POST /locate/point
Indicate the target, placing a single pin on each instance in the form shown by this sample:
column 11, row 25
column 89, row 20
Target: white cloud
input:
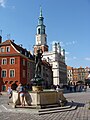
column 71, row 43
column 62, row 44
column 87, row 58
column 2, row 3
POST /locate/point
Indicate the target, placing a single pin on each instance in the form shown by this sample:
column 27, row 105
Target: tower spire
column 40, row 11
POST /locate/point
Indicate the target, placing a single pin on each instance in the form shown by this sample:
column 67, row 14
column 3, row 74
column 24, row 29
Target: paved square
column 81, row 113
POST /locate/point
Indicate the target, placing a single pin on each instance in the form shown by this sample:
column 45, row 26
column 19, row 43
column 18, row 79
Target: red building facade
column 16, row 64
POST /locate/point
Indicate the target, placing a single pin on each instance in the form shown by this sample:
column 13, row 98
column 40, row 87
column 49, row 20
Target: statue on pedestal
column 38, row 62
column 37, row 80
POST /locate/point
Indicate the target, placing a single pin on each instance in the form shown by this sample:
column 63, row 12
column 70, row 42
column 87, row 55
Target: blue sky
column 67, row 21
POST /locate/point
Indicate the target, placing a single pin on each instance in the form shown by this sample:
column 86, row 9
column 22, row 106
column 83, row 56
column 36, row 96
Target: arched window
column 39, row 31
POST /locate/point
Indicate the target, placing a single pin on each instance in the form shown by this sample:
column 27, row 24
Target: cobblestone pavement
column 81, row 113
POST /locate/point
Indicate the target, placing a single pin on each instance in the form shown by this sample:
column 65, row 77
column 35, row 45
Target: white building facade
column 56, row 57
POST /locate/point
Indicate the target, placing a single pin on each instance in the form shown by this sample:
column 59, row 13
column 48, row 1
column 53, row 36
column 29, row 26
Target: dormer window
column 2, row 49
column 8, row 49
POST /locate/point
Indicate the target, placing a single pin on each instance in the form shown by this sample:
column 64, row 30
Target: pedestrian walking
column 21, row 91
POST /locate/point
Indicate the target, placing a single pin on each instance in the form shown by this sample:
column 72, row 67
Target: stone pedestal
column 37, row 88
column 40, row 98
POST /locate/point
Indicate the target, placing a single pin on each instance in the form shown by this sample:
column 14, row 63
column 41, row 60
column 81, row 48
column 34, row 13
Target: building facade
column 69, row 74
column 16, row 64
column 56, row 57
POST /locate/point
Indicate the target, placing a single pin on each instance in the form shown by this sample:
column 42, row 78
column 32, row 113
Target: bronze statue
column 38, row 58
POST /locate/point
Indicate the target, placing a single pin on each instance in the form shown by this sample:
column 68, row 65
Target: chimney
column 0, row 39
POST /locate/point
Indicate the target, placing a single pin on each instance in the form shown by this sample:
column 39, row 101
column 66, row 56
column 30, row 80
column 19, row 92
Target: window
column 12, row 73
column 39, row 31
column 23, row 73
column 12, row 60
column 26, row 53
column 23, row 62
column 8, row 49
column 2, row 49
column 4, row 61
column 3, row 73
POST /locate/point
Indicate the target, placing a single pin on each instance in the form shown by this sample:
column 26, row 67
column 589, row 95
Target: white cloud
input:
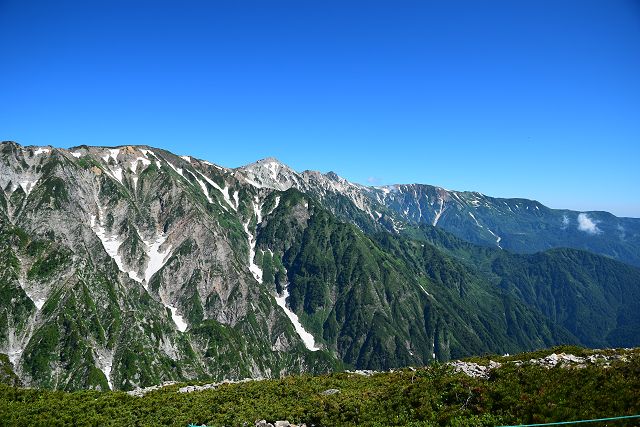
column 587, row 225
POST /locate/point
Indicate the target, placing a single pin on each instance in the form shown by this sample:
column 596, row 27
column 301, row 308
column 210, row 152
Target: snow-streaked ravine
column 105, row 363
column 253, row 267
column 157, row 258
column 224, row 191
column 306, row 337
column 111, row 244
column 177, row 319
column 439, row 213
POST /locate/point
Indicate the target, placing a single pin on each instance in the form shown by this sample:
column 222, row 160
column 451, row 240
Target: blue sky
column 537, row 99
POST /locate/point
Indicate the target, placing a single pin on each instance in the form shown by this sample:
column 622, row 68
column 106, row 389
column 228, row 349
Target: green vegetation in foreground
column 430, row 396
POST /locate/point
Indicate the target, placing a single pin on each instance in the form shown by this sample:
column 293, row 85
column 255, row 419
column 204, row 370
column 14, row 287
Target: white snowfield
column 157, row 258
column 306, row 337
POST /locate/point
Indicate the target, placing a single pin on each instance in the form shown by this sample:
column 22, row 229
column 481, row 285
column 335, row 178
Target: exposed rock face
column 127, row 267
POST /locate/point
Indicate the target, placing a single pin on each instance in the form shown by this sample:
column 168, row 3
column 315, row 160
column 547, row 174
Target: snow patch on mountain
column 28, row 185
column 436, row 218
column 251, row 236
column 157, row 257
column 306, row 337
column 588, row 225
column 111, row 243
column 224, row 191
column 181, row 325
column 104, row 360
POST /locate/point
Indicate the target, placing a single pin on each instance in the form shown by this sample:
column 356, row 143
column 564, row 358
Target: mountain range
column 124, row 267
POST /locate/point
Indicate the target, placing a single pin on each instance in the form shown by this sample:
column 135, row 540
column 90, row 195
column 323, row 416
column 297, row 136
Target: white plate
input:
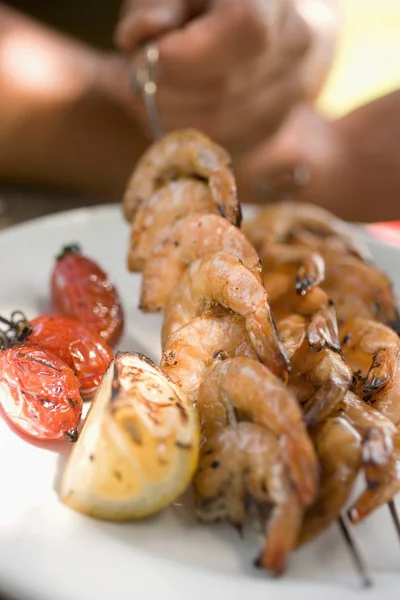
column 49, row 552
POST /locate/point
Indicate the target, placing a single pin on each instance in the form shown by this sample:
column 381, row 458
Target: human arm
column 64, row 119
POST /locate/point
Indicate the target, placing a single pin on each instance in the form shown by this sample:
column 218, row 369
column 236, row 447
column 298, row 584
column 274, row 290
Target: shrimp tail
column 269, row 349
column 298, row 453
column 382, row 370
column 310, row 274
column 219, row 183
column 277, row 543
column 377, row 447
column 324, row 401
column 322, row 330
column 382, row 486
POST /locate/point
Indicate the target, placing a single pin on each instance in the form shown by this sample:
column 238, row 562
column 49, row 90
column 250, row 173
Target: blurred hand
column 349, row 166
column 232, row 68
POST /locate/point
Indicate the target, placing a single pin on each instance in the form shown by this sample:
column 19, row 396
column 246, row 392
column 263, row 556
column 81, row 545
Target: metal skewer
column 358, row 560
column 395, row 516
column 145, row 80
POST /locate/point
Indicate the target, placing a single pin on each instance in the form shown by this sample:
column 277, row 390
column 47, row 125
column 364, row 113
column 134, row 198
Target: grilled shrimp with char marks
column 194, row 347
column 222, row 279
column 339, row 450
column 156, row 215
column 288, row 222
column 372, row 350
column 241, row 465
column 184, row 152
column 249, row 387
column 320, row 379
column 189, row 239
column 359, row 290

To do: What you give back must be exactly the lines from the opening line of the entries through the line holding "column 24, row 29", with no pictures.

Answer section:
POST /locate/point
Indicate the target, placing a single pin on each instance in the form shown by this sample:
column 11, row 25
column 89, row 20
Target: white cloud
input:
column 71, row 43
column 62, row 44
column 87, row 58
column 2, row 3
POST /locate/point
Indicate the target, placing a single pin on each instance in the form shown by this sample:
column 27, row 105
Target: tower spire
column 40, row 11
POST /locate/point
Indicate the target, placing a single pin on each instance in the form shown by this sample:
column 67, row 14
column 3, row 74
column 24, row 29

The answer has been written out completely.